Work item A
Answer these questions from the article on the Federal Reserve and marijuana laws:
(i) Since when has Jerome Powell been chairman of the central bank?
(ii) In what year did New Jersey legalize medical marijuana?
(iii) In what month and year did Mr. Powell tell reporters that conflicting laws put federally chartered banks in a difficult situation?
Work item B
Set down the part of the article on the Federal Reserve and marijuana laws starting with "Addressing the conflict" and going on through "from federal authorities.".
[Source text Boundary: Start]
- The Washington Times - Wednesday, February 27, 2019

The head of the Federal Reserve addressed concerns Tuesday about conflicting state and federal marijuana laws and their effect on the financial industry.

The chairman of the central bank since February 2018, Jerome Powell briefly discussed the issued caused by conflicting pot laws while testifying on Capitol Hill before the Senate Finance Committee.

“My home state of New Jersey is moving towards legalization of recreational marijuana, and I have concerns that these new businesses, as well as the existing medical marijuana businesses in the state, will continue to find themselves shut out of the banking system,” said Sen. Bob Menendez, a Democrat. “And when these businesses are forced to operate exclusively in cash, they create serious public safety risks in our communities. Do you agree that financial institutions need clarity on this issue?”

“I think it would be great to have clarity,” responded Mr. Powell. “Financial institutions and their regulators and supervisors are in a very difficult position here with marijuana being illegal under federal law and legal under a growing number of state laws. It puts financial institutions in a very difficult place. It puts supervisors in a difficult place, too. It would be nice to have clarity on that supervisory relationship.”

Marijuana is prohibited under federal law, though most states have legalized its use for either medicinal or recreational purposes.

New Jersey legalized medical marijuana in 2010, and the Democratic-controlled state legislature is currently pursuing plans to legalize recreational marijuana and implement a system for regulating and taxing retail sales.

Federally-insured financial institutions are reluctant to work with state-legal marijuana industries, however, creating complications in the growing number of states allowing licensed pot shops to conduct commercial sales.

Addressing the conflict eight months earlier, Mr. Powell acknowledged that its impact had caused confusion within the upper echelons of the nation’s financial sector.

“We have state law, many state laws permit the use of marijuana, but federal law doesn’t, so that puts federally chartered banks in a difficult situation,” Mr. Powell told reporters in June 2018. “I think it would be great if that could be clarified.”

“Our mandate doesn’t have anything to do with marijuana, but we’d just like to see it clarified,” Mr. Powell added.

Several bills pending on Capitol Hill would effectively end federal marijuana prohibition. The White House previously said President Trump supports legislation that would allow states to defy marijuana prohibition without prompting intervention from federal authorities.
[Source text Boundary: End]
[Supplied information Boundary: Start]
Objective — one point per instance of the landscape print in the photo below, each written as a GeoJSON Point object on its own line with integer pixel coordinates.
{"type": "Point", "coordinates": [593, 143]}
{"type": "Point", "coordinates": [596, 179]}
[Supplied information Boundary: End]
Written answer A
(i) February 2018
(ii) 2010
(iii) June 2018

Written answer B
Addressing the conflict eight months earlier, Mr. Powell acknowledged that its impact had caused confusion within the upper echelons of the nation’s financial sector.

“We have state law, many state laws permit the use of marijuana, but federal law doesn’t, so that puts federally chartered banks in a difficult situation,” Mr. Powell told reporters in June 2018. “I think it would be great if that could be clarified.”

“Our mandate doesn’t have anything to do with marijuana, but we’d just like to see it clarified,” Mr. Powell added.

Several bills pending on Capitol Hill would effectively end federal marijuana prohibition. The White House previously said President Trump supports legislation that would allow states to defy marijuana prohibition without prompting intervention from federal authorities.